◆ Фрагмент текста ◆
В картинной галерее мы подчиняемся закону мышления художника — воспринимаем цвет, композицию, рисунок, конструкцию. В концертном зале мы принимаем иные законы образного мышления и впитываем звуки, которыми мыслит композитор… В художественном театре нас волнует цепь событий, характеры, конфликты… Действие проявляет жизнь человеческого духа. А в оперном спектакле? Кажется, что там есть все: и цвет, и звуки, и действие, и характеры. Но согласитесь — сидеть сразу на десяти стульях неудобно. Надо их расставить в соответствии с тем, какую функцию эти стулья должны выполнять, необходимо тщательно продумать, что они из себя должны представлять, что делать и как их для этого надо расположить. Но по системе Станиславского задача актера и состоит из ответов на эти вопросы: «что?», «для чего?» и «как?». В условиях Камерного театра объединить разбегающееся во все стороны художественное мышление, воображение проще, чем на большой сцене, где мне приходилось сращивать в один образ декор могущественного Федоровского, энергию Голованова, буйство Пирогова и изящество Лавровского или Захарова.

Из трех кубиков легче сделать видимость трона, чем из одного трона соорудить скромное местечко для сидения. Любой актер с воображением легко сядет на скромную табуретку так, что любой зритель с воображением поверит в то, что это не табуретка, а трон и сидящий на нем человек в джинсах — вельможа, царь, король или кто-то в этом роде. Воображение! Это и художественный прием, и средство, и закон общения театра со зрителем. Игра на воображении дешева с материальной стороны, но с духовной дорогого стоит и очень не проста.

Я помню, как знаменитый Федоровский сдавал художественному совету эскиз декораций для новой постановки. Он приносил эскиз в золоченой раме, застекленный, вешал его на красивую стену фойе Большого театра между двумя пилястрами. Это поражало воображение знатоков. Раздавались восторженные возгласы и аплодисменты. Потом рама с эскизом отдавалась в музей, а в мастерских начинали сбивать реальные декорации, соответствующие масштабам сцены, зала, количеству актеров. Тут был расчет прежде всего не на фантазию зрителя, а на его удивление и восхищение при виде масштабов построенного. Чтобы скрыть от зрителя небольшой рост Лемешева, я должен был создавать особую мизансцену, в которой длиннофигурные басы из хора стояли подальше от героя. Я старался сделать так, чтобы вокруг артиста было пустое пространство, «воздух». Даже для высокого Козловского приходилось делать подставку под ноги. Иначе я терял композиционное движение событий, всегда связанное с героями этих событий.

◆ Задания ◆
- a) Что, согласно фрагменту о театре, приходилось делать даже для высокого Козловского?
- b) Подхватите фрагмент о театре и допишите продолжение, начиная сразу после его последнего предложения.

◆ Строки записей ◆

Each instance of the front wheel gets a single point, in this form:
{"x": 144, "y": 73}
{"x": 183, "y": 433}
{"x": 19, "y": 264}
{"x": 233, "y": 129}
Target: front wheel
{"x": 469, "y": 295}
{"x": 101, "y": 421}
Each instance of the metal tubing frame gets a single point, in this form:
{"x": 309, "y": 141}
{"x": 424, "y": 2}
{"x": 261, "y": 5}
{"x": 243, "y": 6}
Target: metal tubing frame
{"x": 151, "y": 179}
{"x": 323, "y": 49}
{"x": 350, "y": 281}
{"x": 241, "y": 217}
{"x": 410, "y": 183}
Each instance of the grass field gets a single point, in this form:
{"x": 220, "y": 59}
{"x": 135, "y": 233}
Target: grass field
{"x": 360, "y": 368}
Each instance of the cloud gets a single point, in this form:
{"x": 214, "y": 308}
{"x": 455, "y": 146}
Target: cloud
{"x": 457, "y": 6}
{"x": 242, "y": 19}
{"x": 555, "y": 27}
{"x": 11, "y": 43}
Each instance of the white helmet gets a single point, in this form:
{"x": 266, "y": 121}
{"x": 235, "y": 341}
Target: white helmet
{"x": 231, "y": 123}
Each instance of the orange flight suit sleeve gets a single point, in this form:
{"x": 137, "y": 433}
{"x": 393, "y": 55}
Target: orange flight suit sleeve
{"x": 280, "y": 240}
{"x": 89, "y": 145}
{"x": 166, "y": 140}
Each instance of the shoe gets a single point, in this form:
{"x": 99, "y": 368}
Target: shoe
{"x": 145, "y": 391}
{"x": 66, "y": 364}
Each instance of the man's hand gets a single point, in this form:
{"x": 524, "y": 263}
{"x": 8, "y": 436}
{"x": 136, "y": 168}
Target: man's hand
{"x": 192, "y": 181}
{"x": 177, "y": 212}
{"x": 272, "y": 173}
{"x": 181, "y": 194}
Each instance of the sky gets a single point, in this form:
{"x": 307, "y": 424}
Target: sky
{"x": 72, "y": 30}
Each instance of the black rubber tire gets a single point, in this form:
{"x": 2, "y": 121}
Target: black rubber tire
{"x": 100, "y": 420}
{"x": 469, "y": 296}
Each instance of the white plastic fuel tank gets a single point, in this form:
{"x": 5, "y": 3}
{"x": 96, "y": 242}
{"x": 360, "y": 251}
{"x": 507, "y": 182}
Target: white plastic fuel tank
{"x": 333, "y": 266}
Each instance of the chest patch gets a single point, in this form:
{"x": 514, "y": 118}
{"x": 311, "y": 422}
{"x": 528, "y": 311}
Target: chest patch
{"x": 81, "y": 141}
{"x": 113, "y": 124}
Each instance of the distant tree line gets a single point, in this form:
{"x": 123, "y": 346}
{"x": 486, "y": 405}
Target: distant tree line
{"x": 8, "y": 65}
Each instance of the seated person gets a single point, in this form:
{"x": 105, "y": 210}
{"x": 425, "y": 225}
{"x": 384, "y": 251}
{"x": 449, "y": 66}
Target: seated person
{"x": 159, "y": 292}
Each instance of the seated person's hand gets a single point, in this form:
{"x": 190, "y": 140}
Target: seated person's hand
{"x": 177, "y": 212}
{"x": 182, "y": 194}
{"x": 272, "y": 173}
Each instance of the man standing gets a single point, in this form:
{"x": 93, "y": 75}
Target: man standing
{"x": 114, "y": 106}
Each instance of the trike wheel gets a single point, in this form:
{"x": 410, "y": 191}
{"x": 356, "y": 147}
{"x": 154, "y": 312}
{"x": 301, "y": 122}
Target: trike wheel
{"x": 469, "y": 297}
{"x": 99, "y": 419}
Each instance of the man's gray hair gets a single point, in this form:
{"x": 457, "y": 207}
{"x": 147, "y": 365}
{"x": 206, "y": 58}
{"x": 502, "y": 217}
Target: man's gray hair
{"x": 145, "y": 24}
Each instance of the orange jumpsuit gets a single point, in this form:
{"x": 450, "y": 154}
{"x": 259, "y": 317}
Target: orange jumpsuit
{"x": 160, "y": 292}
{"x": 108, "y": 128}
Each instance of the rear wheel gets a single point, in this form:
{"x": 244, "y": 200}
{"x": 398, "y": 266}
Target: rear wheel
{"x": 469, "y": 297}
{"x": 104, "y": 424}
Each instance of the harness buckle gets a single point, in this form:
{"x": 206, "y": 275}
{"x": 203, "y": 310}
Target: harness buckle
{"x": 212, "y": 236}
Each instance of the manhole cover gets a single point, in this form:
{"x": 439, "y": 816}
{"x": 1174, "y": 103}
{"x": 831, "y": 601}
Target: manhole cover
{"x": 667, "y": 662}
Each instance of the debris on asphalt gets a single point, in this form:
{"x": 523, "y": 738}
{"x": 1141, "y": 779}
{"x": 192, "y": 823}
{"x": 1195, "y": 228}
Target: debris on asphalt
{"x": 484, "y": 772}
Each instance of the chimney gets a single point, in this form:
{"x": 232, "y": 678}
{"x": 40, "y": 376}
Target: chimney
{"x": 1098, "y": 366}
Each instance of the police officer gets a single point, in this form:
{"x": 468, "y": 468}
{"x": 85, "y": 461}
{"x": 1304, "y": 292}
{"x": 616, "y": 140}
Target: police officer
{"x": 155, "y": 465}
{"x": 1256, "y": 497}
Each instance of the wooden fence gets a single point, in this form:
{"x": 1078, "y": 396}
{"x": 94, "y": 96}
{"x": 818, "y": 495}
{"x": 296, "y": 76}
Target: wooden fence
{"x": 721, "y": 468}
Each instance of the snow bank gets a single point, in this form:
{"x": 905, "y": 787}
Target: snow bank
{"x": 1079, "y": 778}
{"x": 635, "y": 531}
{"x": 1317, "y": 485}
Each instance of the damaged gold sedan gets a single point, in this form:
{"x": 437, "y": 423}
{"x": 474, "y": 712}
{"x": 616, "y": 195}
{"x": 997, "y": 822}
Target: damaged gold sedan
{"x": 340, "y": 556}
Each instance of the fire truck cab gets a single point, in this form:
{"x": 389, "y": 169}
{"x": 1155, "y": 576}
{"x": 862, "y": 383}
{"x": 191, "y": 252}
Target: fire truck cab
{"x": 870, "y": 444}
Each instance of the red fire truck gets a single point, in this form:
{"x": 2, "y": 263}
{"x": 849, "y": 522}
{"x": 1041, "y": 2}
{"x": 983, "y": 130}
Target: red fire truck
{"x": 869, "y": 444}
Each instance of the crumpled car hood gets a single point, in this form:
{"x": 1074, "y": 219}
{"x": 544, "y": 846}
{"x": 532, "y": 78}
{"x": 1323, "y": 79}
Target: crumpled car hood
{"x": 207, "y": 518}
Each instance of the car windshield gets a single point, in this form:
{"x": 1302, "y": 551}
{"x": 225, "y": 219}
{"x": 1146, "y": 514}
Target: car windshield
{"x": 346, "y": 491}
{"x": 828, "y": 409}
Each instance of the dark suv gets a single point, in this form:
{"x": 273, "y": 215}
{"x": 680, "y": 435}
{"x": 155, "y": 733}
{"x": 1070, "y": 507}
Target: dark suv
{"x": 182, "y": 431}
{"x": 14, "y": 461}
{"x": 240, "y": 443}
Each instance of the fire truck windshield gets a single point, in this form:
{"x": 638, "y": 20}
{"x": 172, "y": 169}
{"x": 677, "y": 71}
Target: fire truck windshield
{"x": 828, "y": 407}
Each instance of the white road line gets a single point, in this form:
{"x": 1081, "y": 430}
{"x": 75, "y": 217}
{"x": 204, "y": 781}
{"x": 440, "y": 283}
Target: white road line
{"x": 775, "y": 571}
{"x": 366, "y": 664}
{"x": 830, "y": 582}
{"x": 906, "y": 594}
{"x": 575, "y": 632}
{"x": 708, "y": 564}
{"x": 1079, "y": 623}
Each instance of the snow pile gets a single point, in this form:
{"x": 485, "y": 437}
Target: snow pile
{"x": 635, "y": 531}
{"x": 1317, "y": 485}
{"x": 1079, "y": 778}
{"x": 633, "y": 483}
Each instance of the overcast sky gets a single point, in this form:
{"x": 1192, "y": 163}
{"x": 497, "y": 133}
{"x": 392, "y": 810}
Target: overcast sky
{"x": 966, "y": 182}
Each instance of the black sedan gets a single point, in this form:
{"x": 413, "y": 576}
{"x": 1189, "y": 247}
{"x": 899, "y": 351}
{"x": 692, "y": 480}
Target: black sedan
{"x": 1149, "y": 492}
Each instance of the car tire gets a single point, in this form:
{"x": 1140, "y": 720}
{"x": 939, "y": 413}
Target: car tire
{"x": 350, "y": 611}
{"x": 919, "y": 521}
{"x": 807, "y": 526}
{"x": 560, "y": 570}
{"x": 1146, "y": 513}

◆ Ответы к заданиям ◆
- a) Для него приходилось делать подставку под ноги.

- b)
В Камерном театре эти заботы отпали. Герой спектакля уже не мог потеряться среди толпы, ибо это была не толпа, а ее образ. Он мог даже сидеть в зале среди зрителей, но при этом оставаться героем. Новые условия меняли мои режиссерские привычки и приемы. Однако суть театра, оперного театра должна была оставаться все равно неизменной. Всякое искусство условно и требует от желающего понять это искусство таланта воображения. Театр, и особенно оперный театр — трижды условен, и людям без воображения его не понять. А могут ли вообще такие люди жить, творить, существовать, радоваться жизни? Человек, равнодушный к опере, человек без воображения достоин жалости.

Но кто помогал мне больше всего в моей жизни? Кто выстраивал мою карьеру? Кто поддерживал меня, хлопотал за меня, хвалил меня и в трудные времена поил дома чаем с вареньем и печеньем? Без кого я не смог бы проехаться по большому отрезку жизни, по рельсам, проложенным для меня судьбой? Это — дирижеры: знаменитые и средние, строгие и добродушные, всегда бодрые и спящие за пультом, просыпаясь с веселым удивлением. Наверно, каждому из них было дано свыше указание быть мною довольным, как и мне — делать для этого все возможное. Можно было подумать, что всем им очень был нужен именно я. Они априори признавали во мне талант и высокую культуру. Но на самом деле — и теперь, на склоне лет, я вижу это очень хорошо — я питался их опытом, их подсознанием, их примитивным чутьем театра, оперного театра, с его парадоксами, мнимой сложностью. Их главным преимуществом был высокий профессионализм — все они хорошо знали свое дело. Половинная нота всегда равна двум четвертям. Если написаны в партитуре триоли, то и надо исполнять триоли, а не обсуждать возможность замены их во имя эффекта на «как бы» дуоли.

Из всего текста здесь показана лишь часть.